Angry Perthshire residents say they have “unfinished business” after plans for a major housing development were pushed through when a councillor’s laptop crashed during a crucial vote.
Locals in Stanley say they remain concerned about the road safety implications of the 187-home project on the busy B9099 Luncarty to Murthly road.
Developers Muir Homes are looking to build a new junction off the road leading into the estate.
The community council is trying to find out if the recently approved application can be blocked or changed.
The development was approved by councillors during a marathon eight and a half hour meeting earlier this month. The session was beset by technical glitches resulting in one member Eric Drysdale missing the vote that ended in a 6-6 tie.
Concerns over the democratic process mounted when it was revealed that not all councillors had visited the development due to coronavirus, despite the application being deferred earlier in the year so a site visit could be carried out.
Peter Mackie, vice-chairman of Stanley and District Community Council, believes the application cannot be allowed to continue in its current form.
He told The Courier: “We’re looking to see what our options are but we’ve been told we can’t appeal the decision.
“The democratic process did not happen at that meeting.
“There was every reason to adjourn the meeting until everyone could visit the site.
“There’s unfinished business with this application, it simply cannot happen.”
Ward SNP councillor Grant Laing believes that the result may have been different if all councillors had visited the site as was originally planned in the previous deferral.
Mr Laing said: “It was very unfortunate the way this has turned out for the people of Stanley. Although process was followed it will feel to them that it is unfair.
“The committee decided that they needed to come and visit the site but because of Covid this became difficult.

Dataset content:
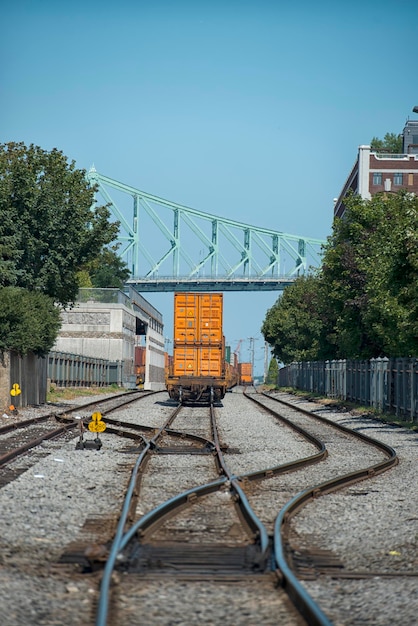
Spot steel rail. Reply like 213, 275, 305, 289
210, 404, 269, 564
96, 405, 182, 626
263, 393, 399, 626
0, 422, 77, 467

Required action 1: Print the part of the article on the Stanley housing development starting with "Concerns over the" and going on through "be carried out.".
Required action 2: Write what comes next in the news story about the Stanley housing plan, picking up after its final sentence.

Written reply 1:
Concerns over the democratic process mounted when it was revealed that not all councillors had visited the development due to coronavirus, despite the application being deferred earlier in the year so a site visit could be carried out.

Written reply 2:
“The telling point is that Councillor Drysdale visited the site on that day – before he visited the site he was minded to support the application but after having seeing the site he had reservations. So if they all had come to see the site would the result have been different?
“The other thing is that the convener used her remit to have a casting vote. She is not compelled to do that.”
Mr Drysdale previously told The Courier he was “not certain” how he would have voted but his site visit “raised a number of questions” regarding road safety.
A spokesperson for Muir Homes said they had carried out a number of safety surveys which had been approved by Perth and Kinross Council.
They added that a number of options had been looked at for the access and that the current one was the “optimal position”.
A spokesperson for Perth and Kinross Council said: “Virtual meetings comply with lockdown guidance while ensuring democratic scrutiny and representation continues during the pandemic.
“Ultimately, officers were satisfied that the application complied with the Local Development Plan policies, and recommended that the committee grant planning permission.
“The decision was taken in line with the standing orders of the council and therefore stands.
“Case officers provide visual presentations to help councillors familiarise themselves with the site, regardless of whether a site visit has taken place.”